(DATA TO USE)
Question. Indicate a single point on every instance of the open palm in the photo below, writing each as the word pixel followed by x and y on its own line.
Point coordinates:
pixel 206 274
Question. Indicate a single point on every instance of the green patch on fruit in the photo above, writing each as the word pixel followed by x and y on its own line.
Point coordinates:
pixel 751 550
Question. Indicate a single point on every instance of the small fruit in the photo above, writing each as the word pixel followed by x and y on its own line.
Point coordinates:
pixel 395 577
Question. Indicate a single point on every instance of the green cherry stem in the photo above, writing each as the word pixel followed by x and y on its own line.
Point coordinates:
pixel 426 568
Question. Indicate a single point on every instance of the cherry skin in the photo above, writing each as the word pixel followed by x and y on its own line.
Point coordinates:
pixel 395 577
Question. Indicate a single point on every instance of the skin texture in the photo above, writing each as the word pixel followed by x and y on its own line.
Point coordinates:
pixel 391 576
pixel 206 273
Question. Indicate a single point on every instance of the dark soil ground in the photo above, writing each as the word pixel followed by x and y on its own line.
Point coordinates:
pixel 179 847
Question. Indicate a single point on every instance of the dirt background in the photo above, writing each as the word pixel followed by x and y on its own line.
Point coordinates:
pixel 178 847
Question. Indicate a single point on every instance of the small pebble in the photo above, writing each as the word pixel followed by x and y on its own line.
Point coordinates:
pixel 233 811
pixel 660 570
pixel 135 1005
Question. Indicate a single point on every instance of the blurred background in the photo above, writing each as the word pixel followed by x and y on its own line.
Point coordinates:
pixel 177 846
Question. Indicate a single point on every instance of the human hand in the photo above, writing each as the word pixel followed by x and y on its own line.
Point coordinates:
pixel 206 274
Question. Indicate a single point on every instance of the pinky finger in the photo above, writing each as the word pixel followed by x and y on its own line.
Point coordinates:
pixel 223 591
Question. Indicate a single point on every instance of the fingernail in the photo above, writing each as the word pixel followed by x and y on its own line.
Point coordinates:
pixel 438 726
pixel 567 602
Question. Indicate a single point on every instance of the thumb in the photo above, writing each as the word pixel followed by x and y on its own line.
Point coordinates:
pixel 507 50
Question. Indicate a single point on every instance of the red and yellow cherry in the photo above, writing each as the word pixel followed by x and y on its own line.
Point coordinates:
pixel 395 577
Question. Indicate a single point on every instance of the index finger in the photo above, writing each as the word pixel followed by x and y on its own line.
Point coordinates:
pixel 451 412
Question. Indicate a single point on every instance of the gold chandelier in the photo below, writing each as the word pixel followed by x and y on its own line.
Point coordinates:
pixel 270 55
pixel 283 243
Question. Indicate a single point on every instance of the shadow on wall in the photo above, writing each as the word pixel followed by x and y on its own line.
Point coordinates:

(WRITTEN INSTRUCTION) Extract, verbatim, the lines from the one containing "Question. Indicate a single point on every instance of the thumb" through the last line of the listing above.

(TASK SOLUTION)
Question. Indicate a single point on every instance of the thumb in the photo above, writing each as the word pixel followed by x and y on its own line.
Point coordinates:
pixel 507 50
Question. Indicate a single point on every instance of the red and yellow cherry in the photo above, writing each as the word pixel followed by x and y on its own line.
Point coordinates:
pixel 395 577
Question. Indicate a single point on every instance of the index finger in the photo above, writing each as the word pixel followed by x and y on its own line.
Point coordinates:
pixel 451 412
Question. Indicate a single point on every instance of the gold chandelier in the photo below, writing each as the word pixel followed by x and y on its own line.
Point coordinates:
pixel 270 55
pixel 283 243
Question. Indicate a single point on every instance of the shadow on wall in the photo above, writing each as the word pixel followed by x and y on its own line.
Point coordinates:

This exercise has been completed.